* Coordinate annotation records:
......

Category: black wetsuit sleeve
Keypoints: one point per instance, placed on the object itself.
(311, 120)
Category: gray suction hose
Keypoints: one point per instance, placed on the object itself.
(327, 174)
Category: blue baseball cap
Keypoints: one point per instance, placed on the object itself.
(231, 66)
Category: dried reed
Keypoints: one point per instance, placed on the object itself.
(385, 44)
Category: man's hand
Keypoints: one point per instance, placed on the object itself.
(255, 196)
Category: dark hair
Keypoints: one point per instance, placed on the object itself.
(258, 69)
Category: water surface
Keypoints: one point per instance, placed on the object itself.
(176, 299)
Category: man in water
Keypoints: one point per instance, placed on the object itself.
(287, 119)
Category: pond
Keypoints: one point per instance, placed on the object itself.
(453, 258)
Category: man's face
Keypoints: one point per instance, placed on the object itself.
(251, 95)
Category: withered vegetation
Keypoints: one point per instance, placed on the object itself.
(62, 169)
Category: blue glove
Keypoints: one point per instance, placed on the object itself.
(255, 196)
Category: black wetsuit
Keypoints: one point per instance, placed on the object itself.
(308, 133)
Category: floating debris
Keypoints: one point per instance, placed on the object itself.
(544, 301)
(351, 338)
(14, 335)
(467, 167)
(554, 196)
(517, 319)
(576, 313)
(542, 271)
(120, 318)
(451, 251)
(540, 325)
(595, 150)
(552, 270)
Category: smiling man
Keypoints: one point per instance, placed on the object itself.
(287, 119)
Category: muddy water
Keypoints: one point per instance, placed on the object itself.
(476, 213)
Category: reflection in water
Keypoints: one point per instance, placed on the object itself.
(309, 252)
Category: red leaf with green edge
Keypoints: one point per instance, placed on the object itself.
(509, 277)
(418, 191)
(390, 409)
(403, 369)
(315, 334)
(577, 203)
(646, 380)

......

* Directions: Pull out every line of the listing above and reproduce each one word for word, without changing anything.

* Answer for this exercise:
Category: black wetsuit sleeve
Keypoints: one point per instance, placed on the object itself.
(311, 120)
Category: gray suction hose
Keypoints: one point per instance, placed on the object itself.
(327, 174)
Category: blue baseball cap
Keypoints: one point per instance, placed on the object itself.
(231, 66)
Category: dried reed
Keypoints: one point per instance, placed on the object itself.
(385, 44)
Category: man's hand
Keypoints: one point per instance, placed on the object itself.
(255, 196)
Category: dark hair
Keypoints: one point per instance, placed on the object itself.
(258, 69)
Category: water surface
Keypoints: one point per instance, placed on the object itself.
(176, 299)
Category: man in water
Keypoints: one point per instance, placed on the object itself.
(287, 119)
Category: pond
Keypoints: one point per instance, placed on the object itself.
(453, 258)
Category: man's face
Keypoints: one point per instance, placed on the object itself.
(251, 95)
Category: withered vegetation
Keypoints: one point per instance, placed on the object itself.
(62, 169)
Category: blue glove
Keypoints: one point per instance, placed on the object itself.
(255, 196)
Category: black wetsuit
Keypoints: one point per instance, placed on the object itself.
(308, 133)
Category: floating debris
Keypoints: one point per instance, placed on the object itself.
(544, 301)
(351, 338)
(14, 335)
(467, 167)
(554, 196)
(517, 319)
(576, 313)
(542, 271)
(120, 318)
(451, 251)
(540, 325)
(595, 150)
(552, 270)
Category: smiling man
Keypoints: one point per instance, placed on the object itself.
(287, 119)
Category: muddy water
Keypoints: one point per instance, placed on the object itself.
(476, 213)
Category: reflection in water
Keypoints: one point per instance, placed on the object itself.
(309, 252)
Category: red leaf with green edge
Keypoints: one point per instance, placed on the object itself.
(509, 277)
(418, 191)
(390, 409)
(403, 369)
(315, 334)
(577, 203)
(646, 380)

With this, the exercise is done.